WORK TO BE COMPLETED: Reproduce the Shenyang highway network text starting at "3.3.2. Key Community" and ending at "the entire network.", renaming "bridging role" as "linking role".

SUPPLIED TEXT:
# # # #
3.3. Key Community Identification
3.3.1. Community Structure Network Analysis
From the results of the community detection, in order to visualize the size of the communities and the connection between the communities, the community structure of the Shenyang highway network was constructed. The maximum node degree of the network is 5, and the average degree is 1.9863. It can be seen that the distributions of the large and small communities differ greatly. There is a small amount of highway connection between large communities, and most of the small communities show no highway connection. This indicates that the communities are relatively independent of each other. The highway connectivity within the communities is good, but the highways outside the communities are basically unconnected. There is overlap and intersection among communities, indicating that the highway network breaks through administrative divisions and achieves shared functionality. In traffic network planning, different levels of highways are often shared in certain sections or areas. The aim is to optimize the network layout by sharing resources and improving overall traffic efficiency. Figure 9 shows the community network degree distribution. This indicates that the community network is non-uniform, with an imbalanced distribution of inter-community connections.
3.3.2. Key Community Identification Results
A community is considered key if its removal increases the number of connected components in a graph, indicating its bridging role and impact on network connectivity, reliability, and stability. Identifying and analyzing such key communities can provide insights into the supply–demand balance mechanism of the entire network.
Utilizing the DFS algorithm and the community structure network diagram, we identified key communities within each connected component, as shown in Figure 10, where the red circles indicate the key communities in the study area. These larger key communities predominantly cluster around the urban area, indicating a spatial layout bias in the network. The detection of key communities within the highway community network reveals significant differences, underscoring the stability of the network formed by varied highway grades and the critical structural roles of traffic connections between urban and rural areas.
# # # #
Point labeling dataset excerpts:
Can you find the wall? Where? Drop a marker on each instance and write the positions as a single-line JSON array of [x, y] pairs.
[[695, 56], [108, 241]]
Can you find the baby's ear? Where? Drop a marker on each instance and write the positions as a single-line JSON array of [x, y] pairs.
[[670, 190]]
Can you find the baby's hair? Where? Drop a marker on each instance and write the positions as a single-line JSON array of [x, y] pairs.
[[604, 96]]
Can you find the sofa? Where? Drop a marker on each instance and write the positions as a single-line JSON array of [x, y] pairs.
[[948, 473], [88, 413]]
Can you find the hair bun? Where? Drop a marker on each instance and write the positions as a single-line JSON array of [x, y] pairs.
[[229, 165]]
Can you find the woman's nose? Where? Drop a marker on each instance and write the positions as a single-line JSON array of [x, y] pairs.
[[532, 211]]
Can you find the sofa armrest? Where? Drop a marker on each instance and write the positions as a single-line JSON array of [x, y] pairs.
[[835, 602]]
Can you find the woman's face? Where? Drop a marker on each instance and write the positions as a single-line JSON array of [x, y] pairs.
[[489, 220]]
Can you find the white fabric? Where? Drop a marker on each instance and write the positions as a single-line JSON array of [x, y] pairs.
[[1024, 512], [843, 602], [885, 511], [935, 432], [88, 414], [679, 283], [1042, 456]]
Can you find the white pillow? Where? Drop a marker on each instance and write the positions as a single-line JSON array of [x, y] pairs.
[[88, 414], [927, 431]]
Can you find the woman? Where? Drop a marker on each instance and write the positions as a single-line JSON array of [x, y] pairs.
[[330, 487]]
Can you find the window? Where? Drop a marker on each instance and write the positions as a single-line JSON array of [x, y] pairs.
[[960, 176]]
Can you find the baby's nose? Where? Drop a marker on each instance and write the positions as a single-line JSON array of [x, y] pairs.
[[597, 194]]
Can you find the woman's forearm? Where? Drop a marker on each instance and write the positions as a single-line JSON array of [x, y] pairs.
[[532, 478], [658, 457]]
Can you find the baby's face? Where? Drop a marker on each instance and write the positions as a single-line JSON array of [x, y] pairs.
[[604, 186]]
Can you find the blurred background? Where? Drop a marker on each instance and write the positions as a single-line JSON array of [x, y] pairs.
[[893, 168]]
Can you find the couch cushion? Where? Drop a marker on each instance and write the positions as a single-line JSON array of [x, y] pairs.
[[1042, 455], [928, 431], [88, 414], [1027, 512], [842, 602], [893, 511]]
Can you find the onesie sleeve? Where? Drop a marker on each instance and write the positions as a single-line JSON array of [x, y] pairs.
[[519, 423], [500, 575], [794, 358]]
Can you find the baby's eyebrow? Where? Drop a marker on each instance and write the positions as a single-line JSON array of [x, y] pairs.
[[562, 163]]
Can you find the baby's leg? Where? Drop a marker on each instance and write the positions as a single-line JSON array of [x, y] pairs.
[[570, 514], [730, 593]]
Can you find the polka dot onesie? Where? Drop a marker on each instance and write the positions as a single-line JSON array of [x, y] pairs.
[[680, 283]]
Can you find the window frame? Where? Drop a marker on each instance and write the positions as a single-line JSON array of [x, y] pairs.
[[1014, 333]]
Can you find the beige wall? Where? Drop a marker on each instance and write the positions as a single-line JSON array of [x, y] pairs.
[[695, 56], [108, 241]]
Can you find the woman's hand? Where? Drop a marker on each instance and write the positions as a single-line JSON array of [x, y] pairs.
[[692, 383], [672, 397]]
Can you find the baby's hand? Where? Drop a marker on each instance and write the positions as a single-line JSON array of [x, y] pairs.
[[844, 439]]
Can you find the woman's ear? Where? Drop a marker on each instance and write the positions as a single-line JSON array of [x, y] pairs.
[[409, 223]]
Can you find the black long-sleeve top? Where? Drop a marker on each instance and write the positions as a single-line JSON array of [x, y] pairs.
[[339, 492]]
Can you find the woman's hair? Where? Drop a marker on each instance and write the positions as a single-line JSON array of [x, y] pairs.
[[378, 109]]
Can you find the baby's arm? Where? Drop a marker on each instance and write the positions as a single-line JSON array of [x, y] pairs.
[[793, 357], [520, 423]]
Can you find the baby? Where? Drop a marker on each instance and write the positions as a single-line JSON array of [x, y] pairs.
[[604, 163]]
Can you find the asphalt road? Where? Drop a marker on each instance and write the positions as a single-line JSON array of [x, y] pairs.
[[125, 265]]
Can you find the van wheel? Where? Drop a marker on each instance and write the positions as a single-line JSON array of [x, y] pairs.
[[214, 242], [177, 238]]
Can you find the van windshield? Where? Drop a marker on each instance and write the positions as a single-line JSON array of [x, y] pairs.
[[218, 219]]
# # # #
RESPONSE TO THIS TASK:
3.3.2. Key Community Identification Results
A community is considered key if its removal increases the number of connected components in a graph, indicating its linking role and impact on network connectivity, reliability, and stability. Identifying and analyzing such key communities can provide insights into the supply–demand balance mechanism of the entire network.